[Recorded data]
---*---
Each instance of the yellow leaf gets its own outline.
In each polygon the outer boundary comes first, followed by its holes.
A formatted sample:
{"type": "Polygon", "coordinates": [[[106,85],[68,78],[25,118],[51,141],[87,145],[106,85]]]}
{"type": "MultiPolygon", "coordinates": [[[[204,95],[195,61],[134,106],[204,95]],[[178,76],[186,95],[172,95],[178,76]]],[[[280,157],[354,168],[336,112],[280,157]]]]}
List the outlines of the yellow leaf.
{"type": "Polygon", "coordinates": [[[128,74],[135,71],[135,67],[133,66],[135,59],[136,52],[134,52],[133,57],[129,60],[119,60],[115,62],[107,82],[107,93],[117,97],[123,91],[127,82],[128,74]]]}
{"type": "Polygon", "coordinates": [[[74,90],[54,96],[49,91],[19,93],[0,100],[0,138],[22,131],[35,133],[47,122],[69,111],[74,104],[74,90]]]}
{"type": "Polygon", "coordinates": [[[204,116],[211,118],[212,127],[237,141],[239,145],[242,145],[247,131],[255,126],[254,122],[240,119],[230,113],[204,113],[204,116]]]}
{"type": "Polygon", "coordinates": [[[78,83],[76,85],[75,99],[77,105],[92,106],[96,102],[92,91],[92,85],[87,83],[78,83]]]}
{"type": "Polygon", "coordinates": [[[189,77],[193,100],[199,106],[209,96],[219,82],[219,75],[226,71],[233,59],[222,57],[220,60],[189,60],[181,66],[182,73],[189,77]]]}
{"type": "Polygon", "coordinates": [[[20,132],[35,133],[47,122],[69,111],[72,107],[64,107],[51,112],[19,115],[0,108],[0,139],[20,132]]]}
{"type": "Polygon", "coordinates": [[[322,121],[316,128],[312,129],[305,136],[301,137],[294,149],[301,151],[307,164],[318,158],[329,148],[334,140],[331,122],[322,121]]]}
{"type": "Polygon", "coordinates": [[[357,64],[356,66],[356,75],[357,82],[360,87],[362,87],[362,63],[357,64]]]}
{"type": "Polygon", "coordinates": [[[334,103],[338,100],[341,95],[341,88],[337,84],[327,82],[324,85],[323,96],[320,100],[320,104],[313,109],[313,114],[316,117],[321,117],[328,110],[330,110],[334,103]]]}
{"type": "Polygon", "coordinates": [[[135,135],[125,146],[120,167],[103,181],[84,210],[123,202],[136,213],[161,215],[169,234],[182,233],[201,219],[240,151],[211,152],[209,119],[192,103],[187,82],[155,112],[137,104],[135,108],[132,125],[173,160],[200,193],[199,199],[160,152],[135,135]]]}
---*---
◆ **DIRECTIONS FOR THIS TASK**: Give back the records above, character for character.

◆ **TASK OUTPUT**:
Each instance of the yellow leaf gets its own outline.
In each polygon the outer boundary comes first, followed by its holes.
A formatted sample:
{"type": "Polygon", "coordinates": [[[106,85],[68,78],[25,118],[51,141],[87,145],[106,85]]]}
{"type": "MultiPolygon", "coordinates": [[[[204,95],[195,61],[134,106],[204,95]],[[178,76],[186,95],[172,95],[178,76]]],[[[280,157],[354,168],[336,112],[280,157]]]]}
List the outlines of the yellow leaf.
{"type": "Polygon", "coordinates": [[[128,74],[135,71],[135,67],[133,66],[135,59],[136,52],[134,52],[133,57],[129,60],[119,60],[115,62],[107,82],[107,93],[117,97],[123,91],[127,82],[128,74]]]}
{"type": "Polygon", "coordinates": [[[74,90],[54,96],[49,91],[19,93],[0,100],[0,138],[22,131],[35,133],[47,122],[69,111],[74,104],[74,90]]]}
{"type": "Polygon", "coordinates": [[[204,116],[211,118],[212,127],[237,141],[239,145],[242,145],[247,131],[255,126],[254,122],[240,119],[230,113],[204,113],[204,116]]]}
{"type": "Polygon", "coordinates": [[[78,83],[76,85],[75,99],[77,105],[92,106],[96,102],[92,91],[92,85],[87,83],[78,83]]]}
{"type": "Polygon", "coordinates": [[[189,77],[193,100],[199,106],[209,96],[219,82],[219,75],[226,71],[233,59],[222,57],[220,60],[189,60],[181,66],[182,73],[189,77]]]}
{"type": "Polygon", "coordinates": [[[20,132],[35,133],[47,122],[69,111],[72,107],[64,107],[51,112],[19,115],[0,108],[0,139],[20,132]]]}
{"type": "Polygon", "coordinates": [[[322,121],[316,128],[312,129],[305,136],[301,137],[294,149],[301,151],[307,164],[318,158],[329,148],[334,140],[331,122],[322,121]]]}
{"type": "Polygon", "coordinates": [[[357,64],[356,66],[356,75],[357,82],[360,87],[362,87],[362,63],[357,64]]]}
{"type": "Polygon", "coordinates": [[[334,103],[338,100],[341,95],[341,88],[337,84],[327,82],[324,85],[323,96],[320,100],[320,104],[313,109],[313,114],[316,117],[321,117],[328,110],[330,110],[334,103]]]}
{"type": "Polygon", "coordinates": [[[135,135],[125,146],[120,167],[103,181],[84,210],[123,202],[136,213],[161,215],[169,234],[182,233],[201,219],[240,151],[211,152],[209,119],[192,103],[187,82],[155,112],[137,104],[135,108],[132,125],[173,160],[200,193],[199,199],[160,152],[135,135]]]}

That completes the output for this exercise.